Esercizio scritto A - Per favore, riporta soltanto le righe dei dati a partire da quella che contiene "Can you spot the straw" e fino a quella che contiene "x=712, y=315", sostituendo "straw hat" con "cowboy hat" e lasciando invariato tutto il resto.

---- Segmento del documento

Isaia sperimenta la sua chiamata all’interno del tempio, in un contesto liturgico. Gli ambienti di vita possono essere i più diversi, ma uguale è l’imperatività e l’irrevocabilità della chiamata, unita alla prontezza di risposta positiva richiesta con radicalità.

Il Trisagion (dal greco “hagios = santo”, in ebraico qādôš) cantato dai serafini in un inno a due cori alternati, rimanda alla “santità” di YHWH, cioè alla sua totale alterità rispetto al mondo cosmico e umano. Egli è il re “Totalmente Altro”.

Il prezioso testimone del testo di Isaia rinvenuto a Qumran, il manoscritto 1QIsaiaa (1QIsaa) riporta solo una duplice acclamazione, presente invece in triplice ripetizione, liturgicamente la più plausibile, nelle antiche versioni giudaiche. Il Targum amplifica inoltre l’acclamazione con queste parole: «Santo nel più alto dei cieli, sede della sua Presenza; Santo sulla terra, opera della sua Potenza; Santo nei secoli dei secoli il Signore onnipotente».

--------
---- Sezione dati

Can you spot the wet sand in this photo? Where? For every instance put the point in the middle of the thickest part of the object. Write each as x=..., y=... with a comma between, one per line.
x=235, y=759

--------
---- Sezione dati

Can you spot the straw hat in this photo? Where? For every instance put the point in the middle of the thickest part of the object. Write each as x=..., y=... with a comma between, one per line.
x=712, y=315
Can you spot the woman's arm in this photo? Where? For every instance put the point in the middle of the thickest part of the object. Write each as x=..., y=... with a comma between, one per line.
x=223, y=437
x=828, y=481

--------

Esercizio scritto B - Estrai senza modifiche dal brano sulla chiamata di Isaia il testo a partire da "Isaia sperimenta la" e fino a "richiesta con radicalità.".

Risultato esercizio A -
Can you spot the cowboy hat in this photo? Where? For every instance put the point in the middle of the thickest part of the object. Write each as x=..., y=... with a comma between, one per line.
x=712, y=315

Risultato esercizio B -
Isaia sperimenta la sua chiamata all’interno del tempio, in un contesto liturgico. Gli ambienti di vita possono essere i più diversi, ma uguale è l’imperatività e l’irrevocabilità della chiamata, unita alla prontezza di risposta positiva richiesta con radicalità.